Convierte todas las líneas siguientes en una tabla Markdown con dos columnas: «Número», con el número de fila, y «Línea», con su texto. Omite las líneas en blanco.
**** ENTRADAS LISTADAS
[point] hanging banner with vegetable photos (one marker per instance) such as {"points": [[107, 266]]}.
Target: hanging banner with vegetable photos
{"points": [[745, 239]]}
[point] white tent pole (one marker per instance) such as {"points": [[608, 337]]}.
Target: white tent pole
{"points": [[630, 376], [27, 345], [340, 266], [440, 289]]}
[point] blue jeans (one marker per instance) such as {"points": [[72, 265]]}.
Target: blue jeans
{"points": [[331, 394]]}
********
SOLUCIÓN →
| Número | Línea |
|---|---|
| 1 | [point] hanging banner with vegetable photos (one marker per instance) such as {"points": [[107, 266]]}. |
| 2 | Target: hanging banner with vegetable photos |
| 3 | {"points": [[745, 239]]} |
| 4 | [point] white tent pole (one marker per instance) such as {"points": [[608, 337]]}. |
| 5 | Target: white tent pole |
| 6 | {"points": [[630, 376], [27, 345], [340, 266], [440, 289]]} |
| 7 | [point] blue jeans (one marker per instance) such as {"points": [[72, 265]]}. |
| 8 | Target: blue jeans |
| 9 | {"points": [[331, 394]]} |